::: PAGE TEXT :::

Saints, I thought I would share some of my personal meditations here on SI. I've written them for myself, during quiet times, and that's why there's not much book, chapter and verse numbering cross-references imbeded in them. Many of you should be able to track the inferences anyhow. I pray you'll be blessed. I plan on entering much of these into my Xanga blog for convenient archiving, and the link for this page is found on my SermonIndex profile.

Meditations on Joshua 10:16

"During the battle the five kings escaped and hid in a cave at Makkedah" (Joshua 10:16).

During heated battles and strivings against temptations, the very foes we face will be seen to retreat and hide once the upper hand is gained by the believer through faith. We know they hide themselves, and are never destroyed completely, because of their daily opportunistic nature in battle. A dead enemy does not continue to ambush from day to day. We are trained to wear the full armour of God, every day and until the end of our lives. This simple fact alone tells us there is a very real and present danger, a shrewd and invisible enemy that when not fully engaged on the battlefield, is in hiding, regrouping forces, strategies, tactics, and waiting and lurking for the next opportune time to pounce. As the roaring lion has a den, so wicked temptations also have caves of hiding.

There is a battle every true Christian believer fights, and if he is to build a strong, prosperous tower in Christ, he wil most assuredly encounter the full wrath and meddlesome threats and tactics of a Sanballat. If Sanballat cannot convince a reprieve, there are other ways to distract construction. One way is to incite the flesh, to stir up lusts and assault the conscience. As King Adonizedek incited the five Amorite kings to make war on newly-covenanted Gibeon, so the enemy will incite temptational rulers to arise and attack the consciences of believers who have been ingrafted into the good olive tree by virtue of the New Covenant.

:::

> **GIVEN PROBLEM**
According to the meditation on Joshua 10:16, how do we know that the foes believers face hide themselves rather than being destroyed completely? Answer in one to three sentences. The items that come next have no connection to the meditation above.

::: ENTRIES SHOWN :::

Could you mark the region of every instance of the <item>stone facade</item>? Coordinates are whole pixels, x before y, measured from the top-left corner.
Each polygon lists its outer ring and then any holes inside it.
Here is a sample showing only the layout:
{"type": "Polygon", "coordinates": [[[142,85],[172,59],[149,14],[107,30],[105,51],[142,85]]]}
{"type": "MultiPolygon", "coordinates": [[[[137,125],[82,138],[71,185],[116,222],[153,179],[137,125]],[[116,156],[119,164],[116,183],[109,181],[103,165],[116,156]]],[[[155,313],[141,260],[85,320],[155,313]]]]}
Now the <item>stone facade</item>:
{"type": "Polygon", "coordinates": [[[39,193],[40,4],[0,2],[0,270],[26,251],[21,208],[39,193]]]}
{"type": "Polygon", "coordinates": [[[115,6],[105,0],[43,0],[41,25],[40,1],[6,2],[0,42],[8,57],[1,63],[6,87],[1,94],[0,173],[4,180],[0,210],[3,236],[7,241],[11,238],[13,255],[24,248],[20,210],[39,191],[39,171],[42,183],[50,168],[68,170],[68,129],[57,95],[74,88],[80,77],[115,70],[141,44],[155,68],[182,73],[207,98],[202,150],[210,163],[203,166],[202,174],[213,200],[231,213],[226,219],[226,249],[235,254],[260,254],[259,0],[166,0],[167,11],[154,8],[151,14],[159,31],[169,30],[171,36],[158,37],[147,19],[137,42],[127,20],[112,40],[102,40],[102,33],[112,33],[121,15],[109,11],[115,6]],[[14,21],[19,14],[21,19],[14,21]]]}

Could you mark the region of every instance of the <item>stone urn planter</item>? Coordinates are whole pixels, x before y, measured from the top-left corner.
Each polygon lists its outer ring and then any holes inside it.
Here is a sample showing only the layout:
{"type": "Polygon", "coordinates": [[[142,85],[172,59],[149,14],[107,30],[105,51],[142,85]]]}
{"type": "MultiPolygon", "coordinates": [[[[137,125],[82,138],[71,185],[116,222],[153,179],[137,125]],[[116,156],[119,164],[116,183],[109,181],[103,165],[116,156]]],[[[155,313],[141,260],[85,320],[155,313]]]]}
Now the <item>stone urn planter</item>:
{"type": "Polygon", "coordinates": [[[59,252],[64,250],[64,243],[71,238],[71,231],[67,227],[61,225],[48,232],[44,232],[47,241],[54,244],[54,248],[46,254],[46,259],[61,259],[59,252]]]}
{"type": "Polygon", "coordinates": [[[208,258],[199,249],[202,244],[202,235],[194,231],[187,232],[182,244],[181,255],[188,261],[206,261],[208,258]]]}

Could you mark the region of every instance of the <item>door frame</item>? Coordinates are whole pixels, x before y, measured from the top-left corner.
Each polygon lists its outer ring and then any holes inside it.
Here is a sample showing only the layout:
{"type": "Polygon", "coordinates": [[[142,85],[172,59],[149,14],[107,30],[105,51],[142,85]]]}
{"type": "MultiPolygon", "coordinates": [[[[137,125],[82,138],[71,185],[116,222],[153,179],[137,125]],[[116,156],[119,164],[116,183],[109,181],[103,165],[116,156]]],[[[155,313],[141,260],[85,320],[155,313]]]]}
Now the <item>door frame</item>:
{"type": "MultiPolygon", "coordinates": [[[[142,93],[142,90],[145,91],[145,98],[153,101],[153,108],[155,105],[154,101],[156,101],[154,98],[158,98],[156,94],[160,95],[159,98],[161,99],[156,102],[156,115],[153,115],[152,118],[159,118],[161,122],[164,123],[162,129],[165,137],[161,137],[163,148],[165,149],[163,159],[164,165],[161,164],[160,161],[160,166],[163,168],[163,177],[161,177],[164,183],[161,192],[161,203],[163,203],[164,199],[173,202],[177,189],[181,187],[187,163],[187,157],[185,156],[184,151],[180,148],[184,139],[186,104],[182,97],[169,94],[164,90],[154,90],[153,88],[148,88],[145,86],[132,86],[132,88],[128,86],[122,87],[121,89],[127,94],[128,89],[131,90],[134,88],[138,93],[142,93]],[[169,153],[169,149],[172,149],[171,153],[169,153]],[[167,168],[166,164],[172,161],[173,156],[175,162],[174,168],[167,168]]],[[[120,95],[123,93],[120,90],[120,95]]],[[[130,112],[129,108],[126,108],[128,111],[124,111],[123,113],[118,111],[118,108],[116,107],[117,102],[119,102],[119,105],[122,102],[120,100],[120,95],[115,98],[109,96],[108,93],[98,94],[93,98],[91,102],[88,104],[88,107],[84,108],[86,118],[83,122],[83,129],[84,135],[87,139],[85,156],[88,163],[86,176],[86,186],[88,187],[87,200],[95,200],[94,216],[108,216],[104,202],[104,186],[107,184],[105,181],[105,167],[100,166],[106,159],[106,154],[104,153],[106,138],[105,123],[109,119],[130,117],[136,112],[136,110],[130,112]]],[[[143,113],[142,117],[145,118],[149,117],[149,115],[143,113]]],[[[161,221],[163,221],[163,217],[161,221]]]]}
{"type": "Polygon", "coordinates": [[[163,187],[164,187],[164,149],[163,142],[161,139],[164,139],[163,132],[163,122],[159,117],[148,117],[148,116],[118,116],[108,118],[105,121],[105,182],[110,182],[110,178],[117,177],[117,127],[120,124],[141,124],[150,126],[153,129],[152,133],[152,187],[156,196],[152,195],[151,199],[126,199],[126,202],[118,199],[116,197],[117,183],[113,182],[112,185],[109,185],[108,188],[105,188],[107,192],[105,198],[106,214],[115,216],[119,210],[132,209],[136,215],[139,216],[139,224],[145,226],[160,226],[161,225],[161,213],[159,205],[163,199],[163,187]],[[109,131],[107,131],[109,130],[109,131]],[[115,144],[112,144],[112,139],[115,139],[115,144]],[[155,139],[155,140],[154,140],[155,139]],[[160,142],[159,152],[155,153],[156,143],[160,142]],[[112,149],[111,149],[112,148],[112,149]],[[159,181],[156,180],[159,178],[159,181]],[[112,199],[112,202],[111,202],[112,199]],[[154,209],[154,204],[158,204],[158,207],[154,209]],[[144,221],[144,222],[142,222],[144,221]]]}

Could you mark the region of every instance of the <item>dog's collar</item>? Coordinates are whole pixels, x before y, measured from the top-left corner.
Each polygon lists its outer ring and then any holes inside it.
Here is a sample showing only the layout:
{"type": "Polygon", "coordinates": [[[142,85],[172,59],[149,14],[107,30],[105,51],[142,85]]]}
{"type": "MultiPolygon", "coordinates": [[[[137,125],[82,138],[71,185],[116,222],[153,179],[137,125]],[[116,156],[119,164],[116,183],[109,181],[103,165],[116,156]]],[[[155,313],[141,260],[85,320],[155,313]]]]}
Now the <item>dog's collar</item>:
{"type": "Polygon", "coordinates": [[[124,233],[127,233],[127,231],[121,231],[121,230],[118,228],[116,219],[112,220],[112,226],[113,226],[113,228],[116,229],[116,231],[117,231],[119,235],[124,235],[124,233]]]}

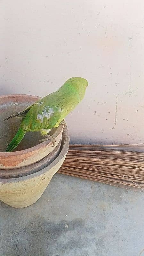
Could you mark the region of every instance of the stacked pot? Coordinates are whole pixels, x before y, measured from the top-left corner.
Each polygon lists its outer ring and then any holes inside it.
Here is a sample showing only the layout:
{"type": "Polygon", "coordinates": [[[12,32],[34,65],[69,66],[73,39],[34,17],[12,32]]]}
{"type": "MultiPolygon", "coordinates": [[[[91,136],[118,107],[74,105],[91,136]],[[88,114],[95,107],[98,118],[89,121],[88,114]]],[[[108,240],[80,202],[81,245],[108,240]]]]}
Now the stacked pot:
{"type": "Polygon", "coordinates": [[[3,120],[39,98],[21,94],[0,96],[0,200],[13,207],[26,207],[36,202],[62,164],[68,150],[68,131],[60,125],[51,132],[56,140],[54,147],[51,146],[50,140],[40,143],[40,133],[29,132],[16,151],[4,153],[20,120],[3,120]]]}

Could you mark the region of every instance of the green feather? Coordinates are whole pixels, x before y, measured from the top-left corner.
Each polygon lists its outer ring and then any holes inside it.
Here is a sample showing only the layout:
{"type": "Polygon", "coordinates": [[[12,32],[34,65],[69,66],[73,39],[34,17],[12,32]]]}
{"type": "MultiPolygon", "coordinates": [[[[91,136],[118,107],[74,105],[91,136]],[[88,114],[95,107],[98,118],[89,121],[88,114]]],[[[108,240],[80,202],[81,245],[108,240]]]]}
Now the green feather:
{"type": "Polygon", "coordinates": [[[26,127],[20,126],[14,137],[7,148],[5,152],[11,152],[14,150],[23,139],[26,131],[26,127]]]}
{"type": "Polygon", "coordinates": [[[58,127],[83,98],[88,85],[84,78],[70,78],[56,92],[39,100],[21,112],[11,116],[11,118],[23,117],[20,128],[6,152],[14,150],[26,132],[40,131],[58,127]]]}

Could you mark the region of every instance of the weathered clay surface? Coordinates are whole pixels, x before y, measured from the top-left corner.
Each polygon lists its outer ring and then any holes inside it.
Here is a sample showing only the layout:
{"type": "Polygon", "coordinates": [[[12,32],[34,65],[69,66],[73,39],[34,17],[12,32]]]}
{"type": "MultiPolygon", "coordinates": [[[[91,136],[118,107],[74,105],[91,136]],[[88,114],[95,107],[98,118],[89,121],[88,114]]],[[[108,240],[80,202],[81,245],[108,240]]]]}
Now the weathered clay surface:
{"type": "Polygon", "coordinates": [[[63,132],[60,151],[50,164],[39,172],[20,178],[0,179],[0,200],[13,207],[28,206],[36,202],[66,157],[69,137],[67,129],[63,132]]]}
{"type": "Polygon", "coordinates": [[[51,147],[52,143],[50,140],[40,143],[40,133],[27,132],[16,149],[16,151],[3,153],[16,133],[20,123],[19,118],[12,118],[4,122],[3,119],[12,114],[21,111],[39,98],[21,94],[0,96],[0,169],[19,168],[36,163],[51,153],[59,143],[63,128],[62,125],[51,131],[51,135],[57,140],[55,147],[51,147]]]}

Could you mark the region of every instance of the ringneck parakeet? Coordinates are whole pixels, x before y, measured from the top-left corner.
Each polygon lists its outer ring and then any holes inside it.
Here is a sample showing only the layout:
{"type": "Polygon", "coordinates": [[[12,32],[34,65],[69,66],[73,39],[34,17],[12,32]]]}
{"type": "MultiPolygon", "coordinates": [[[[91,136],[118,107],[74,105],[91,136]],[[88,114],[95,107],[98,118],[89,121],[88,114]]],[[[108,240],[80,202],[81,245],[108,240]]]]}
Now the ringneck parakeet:
{"type": "Polygon", "coordinates": [[[13,151],[27,132],[40,131],[42,136],[55,145],[55,139],[48,134],[52,128],[64,123],[64,120],[84,98],[88,85],[85,79],[72,77],[56,92],[39,100],[23,111],[16,113],[4,121],[14,117],[22,117],[20,128],[8,146],[6,152],[13,151]]]}

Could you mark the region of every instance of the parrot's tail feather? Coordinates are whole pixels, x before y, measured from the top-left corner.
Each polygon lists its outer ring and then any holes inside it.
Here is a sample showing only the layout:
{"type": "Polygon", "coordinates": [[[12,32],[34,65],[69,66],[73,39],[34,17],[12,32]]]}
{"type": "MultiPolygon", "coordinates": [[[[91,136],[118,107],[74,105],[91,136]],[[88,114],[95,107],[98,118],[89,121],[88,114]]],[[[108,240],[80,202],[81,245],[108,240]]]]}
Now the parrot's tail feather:
{"type": "Polygon", "coordinates": [[[24,109],[23,111],[22,111],[21,112],[18,112],[18,113],[15,113],[15,114],[12,115],[12,116],[9,116],[8,117],[5,118],[3,121],[5,121],[6,120],[7,120],[8,119],[10,119],[10,118],[12,118],[13,117],[21,117],[23,116],[28,112],[31,106],[28,106],[26,108],[24,109]]]}
{"type": "Polygon", "coordinates": [[[27,127],[21,125],[7,148],[5,152],[11,152],[14,150],[22,140],[26,131],[27,127]]]}

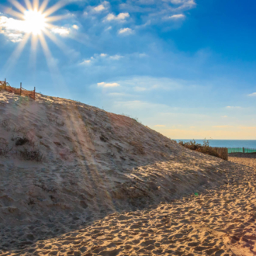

:::

> **THE ANSWER**
We know this because of their daily opportunistic nature in battle, since a dead enemy does not keep ambushing from day to day. The fact that believers are trained to wear the full armour of God every day until the end of their lives also shows that a real, present enemy is hiding and waiting for the next opportune time to attack.